Énoncé 1 :: D'après le texte sur la croissance tunisienne, quel taux de croissance du PIB a été atteint en 2012 ?
Énoncé 2 :: Citez, s'il vous plaît, le passage du texte sur la croissance tunisienne qui va de « Le ralentissement de » jusqu'à « cet affaiblissement ? ».

Extrait du texte ::
++++++

Le ralentissement de la croissance de l’économie tunisienne, sous fond de multiples contraintes liées aux différentes crises qui ont secoué le monde entier et de facteurs endogènes qui entravent toujours la reprise économique, s’inscrit dans la durée depuis le déclenchement de la révolution. Après la récession de 2011, la reprise de l’activité entrevue en 2012 s’est rapidement essoufflée.
En effet, d’une fourchette allant de 4 à 5% avant 2011, la croissance a chuté à 1% en 2016 et s’est établie à 2,5% en 2018. De ce fait, de nombreuses interrogations sur la croissance d’après 2011 se posent: l’affaiblissement de la croissance est-il transitoire ou permanent? Est-ce un problème de demande ou est-il plutôt structurel ? Quels sont les facteurs qui expliquent cet affaiblissement ?
Les indicateurs montrent que la croissance potentielle de l’économie a épousé une tendance baissière à partir de 2008, témoignant de faiblesses structurelles.
Après les événements de 2011 marqués par une croissance négative de-1,9%, la reprise a été perceptible en 2012, avec un taux de croissance du PIB (aux prix du marché) de 3,9 %. Par la suite, la croissance s’est affaiblie et a atteint son minimum en 2016 avec une moyenne annuelle de 1%. En 2017, elle s’est établie à 1,9%. En 2018, la croissance économique s’est légèrement accélérée et a bondi à 2,5%, rythme qui n’a pas été enregistré auparavant.

++++++

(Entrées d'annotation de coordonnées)

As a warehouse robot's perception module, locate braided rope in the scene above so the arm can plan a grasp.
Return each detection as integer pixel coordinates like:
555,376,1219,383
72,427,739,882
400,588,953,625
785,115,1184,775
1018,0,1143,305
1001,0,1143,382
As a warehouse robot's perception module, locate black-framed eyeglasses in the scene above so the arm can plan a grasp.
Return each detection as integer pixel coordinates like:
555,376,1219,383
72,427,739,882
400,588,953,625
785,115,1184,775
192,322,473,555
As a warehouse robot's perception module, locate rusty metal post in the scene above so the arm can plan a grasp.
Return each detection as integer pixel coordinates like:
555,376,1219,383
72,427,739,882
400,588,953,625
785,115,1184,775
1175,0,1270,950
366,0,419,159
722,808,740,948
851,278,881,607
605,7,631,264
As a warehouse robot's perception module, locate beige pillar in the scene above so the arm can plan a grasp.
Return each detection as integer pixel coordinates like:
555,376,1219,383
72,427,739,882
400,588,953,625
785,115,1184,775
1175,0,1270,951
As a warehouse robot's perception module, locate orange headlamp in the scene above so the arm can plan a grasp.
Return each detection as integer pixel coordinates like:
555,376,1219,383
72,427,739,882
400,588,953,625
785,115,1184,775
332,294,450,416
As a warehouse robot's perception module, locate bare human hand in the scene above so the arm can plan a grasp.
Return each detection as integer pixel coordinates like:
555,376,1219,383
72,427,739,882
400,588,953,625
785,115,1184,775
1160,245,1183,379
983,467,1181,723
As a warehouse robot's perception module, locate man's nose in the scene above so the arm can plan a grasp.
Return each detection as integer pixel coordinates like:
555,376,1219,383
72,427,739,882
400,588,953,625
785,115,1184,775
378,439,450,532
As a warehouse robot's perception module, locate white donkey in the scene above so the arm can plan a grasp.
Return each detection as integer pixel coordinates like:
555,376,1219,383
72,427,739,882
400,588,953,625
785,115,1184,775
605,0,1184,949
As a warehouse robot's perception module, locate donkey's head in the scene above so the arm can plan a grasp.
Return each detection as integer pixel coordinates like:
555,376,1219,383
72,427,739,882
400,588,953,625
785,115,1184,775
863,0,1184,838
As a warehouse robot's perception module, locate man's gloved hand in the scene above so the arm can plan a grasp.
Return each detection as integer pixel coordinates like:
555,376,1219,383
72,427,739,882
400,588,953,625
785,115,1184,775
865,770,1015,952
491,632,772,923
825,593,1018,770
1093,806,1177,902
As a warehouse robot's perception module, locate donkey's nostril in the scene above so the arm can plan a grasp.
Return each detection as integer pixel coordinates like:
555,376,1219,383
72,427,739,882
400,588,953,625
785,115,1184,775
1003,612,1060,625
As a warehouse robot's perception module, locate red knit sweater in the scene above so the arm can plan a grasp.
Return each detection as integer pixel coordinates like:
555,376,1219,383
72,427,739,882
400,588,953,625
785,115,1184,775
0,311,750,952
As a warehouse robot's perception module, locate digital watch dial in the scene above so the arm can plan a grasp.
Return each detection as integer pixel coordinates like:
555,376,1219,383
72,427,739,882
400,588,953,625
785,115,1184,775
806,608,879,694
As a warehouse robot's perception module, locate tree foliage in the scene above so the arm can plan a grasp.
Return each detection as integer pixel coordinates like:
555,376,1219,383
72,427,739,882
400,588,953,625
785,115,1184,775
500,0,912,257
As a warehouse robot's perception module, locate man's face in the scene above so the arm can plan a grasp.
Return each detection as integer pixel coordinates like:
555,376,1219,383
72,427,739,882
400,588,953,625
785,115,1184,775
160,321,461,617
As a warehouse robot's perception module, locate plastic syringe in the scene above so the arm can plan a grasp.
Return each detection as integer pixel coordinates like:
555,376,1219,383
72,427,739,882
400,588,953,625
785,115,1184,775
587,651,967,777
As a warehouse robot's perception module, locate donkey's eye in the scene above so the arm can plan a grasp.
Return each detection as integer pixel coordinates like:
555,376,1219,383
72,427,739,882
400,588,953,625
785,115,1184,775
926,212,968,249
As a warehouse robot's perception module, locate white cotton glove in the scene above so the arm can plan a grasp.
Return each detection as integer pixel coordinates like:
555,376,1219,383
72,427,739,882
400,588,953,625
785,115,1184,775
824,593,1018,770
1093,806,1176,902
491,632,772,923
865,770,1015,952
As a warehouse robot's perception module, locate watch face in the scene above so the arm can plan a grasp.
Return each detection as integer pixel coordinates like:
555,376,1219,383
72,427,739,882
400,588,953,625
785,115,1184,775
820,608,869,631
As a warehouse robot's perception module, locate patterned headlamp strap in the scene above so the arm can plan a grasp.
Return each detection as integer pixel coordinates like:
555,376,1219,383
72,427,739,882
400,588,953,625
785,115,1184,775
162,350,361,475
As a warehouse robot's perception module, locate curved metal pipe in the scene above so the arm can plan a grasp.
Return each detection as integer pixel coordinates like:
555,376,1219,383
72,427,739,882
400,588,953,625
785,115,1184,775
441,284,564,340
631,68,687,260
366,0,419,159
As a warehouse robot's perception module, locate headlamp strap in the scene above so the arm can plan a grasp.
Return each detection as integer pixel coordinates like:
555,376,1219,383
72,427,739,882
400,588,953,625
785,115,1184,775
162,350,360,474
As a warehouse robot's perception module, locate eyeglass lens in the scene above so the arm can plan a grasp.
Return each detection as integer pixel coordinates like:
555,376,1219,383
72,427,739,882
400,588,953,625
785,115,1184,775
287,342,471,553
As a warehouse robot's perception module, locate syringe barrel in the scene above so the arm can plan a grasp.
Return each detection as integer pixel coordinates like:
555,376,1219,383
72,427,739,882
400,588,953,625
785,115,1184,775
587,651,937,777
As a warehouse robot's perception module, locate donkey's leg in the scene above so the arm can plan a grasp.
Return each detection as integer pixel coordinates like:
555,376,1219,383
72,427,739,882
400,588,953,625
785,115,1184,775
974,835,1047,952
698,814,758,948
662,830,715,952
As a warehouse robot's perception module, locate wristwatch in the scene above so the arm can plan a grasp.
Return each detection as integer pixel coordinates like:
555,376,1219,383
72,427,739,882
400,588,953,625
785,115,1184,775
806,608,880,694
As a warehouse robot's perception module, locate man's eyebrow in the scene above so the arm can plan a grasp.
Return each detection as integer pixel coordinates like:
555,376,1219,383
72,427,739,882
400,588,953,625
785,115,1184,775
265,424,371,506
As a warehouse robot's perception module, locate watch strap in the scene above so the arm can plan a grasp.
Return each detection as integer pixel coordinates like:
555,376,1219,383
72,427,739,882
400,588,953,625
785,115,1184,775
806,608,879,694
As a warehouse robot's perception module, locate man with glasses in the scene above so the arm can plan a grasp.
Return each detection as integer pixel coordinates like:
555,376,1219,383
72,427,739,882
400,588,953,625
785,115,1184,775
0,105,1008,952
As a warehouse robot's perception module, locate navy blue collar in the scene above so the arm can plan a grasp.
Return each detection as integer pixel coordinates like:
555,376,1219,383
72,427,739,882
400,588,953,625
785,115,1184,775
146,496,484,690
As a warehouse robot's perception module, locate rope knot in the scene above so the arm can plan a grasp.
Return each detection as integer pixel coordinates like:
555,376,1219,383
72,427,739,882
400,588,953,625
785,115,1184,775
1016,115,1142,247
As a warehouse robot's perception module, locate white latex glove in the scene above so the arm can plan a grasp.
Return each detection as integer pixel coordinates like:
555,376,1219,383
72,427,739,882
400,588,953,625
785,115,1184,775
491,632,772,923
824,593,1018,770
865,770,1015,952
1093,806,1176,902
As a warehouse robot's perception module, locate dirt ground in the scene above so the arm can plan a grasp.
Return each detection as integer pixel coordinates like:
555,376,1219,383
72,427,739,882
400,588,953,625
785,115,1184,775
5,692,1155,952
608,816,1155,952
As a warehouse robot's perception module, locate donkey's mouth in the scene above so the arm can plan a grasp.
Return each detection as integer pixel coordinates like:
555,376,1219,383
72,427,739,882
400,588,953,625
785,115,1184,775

++++++

Réponse 1 :: 3,9 % (aux prix du marché).

Réponse 2 ::
Le ralentissement de la croissance de l’économie tunisienne, sous fond de multiples contraintes liées aux différentes crises qui ont secoué le monde entier et de facteurs endogènes qui entravent toujours la reprise économique, s’inscrit dans la durée depuis le déclenchement de la révolution. Après la récession de 2011, la reprise de l’activité entrevue en 2012 s’est rapidement essoufflée.
En effet, d’une fourchette allant de 4 à 5% avant 2011, la croissance a chuté à 1% en 2016 et s’est établie à 2,5% en 2018. De ce fait, de nombreuses interrogations sur la croissance d’après 2011 se posent: l’affaiblissement de la croissance est-il transitoire ou permanent? Est-ce un problème de demande ou est-il plutôt structurel ? Quels sont les facteurs qui expliquent cet affaiblissement ?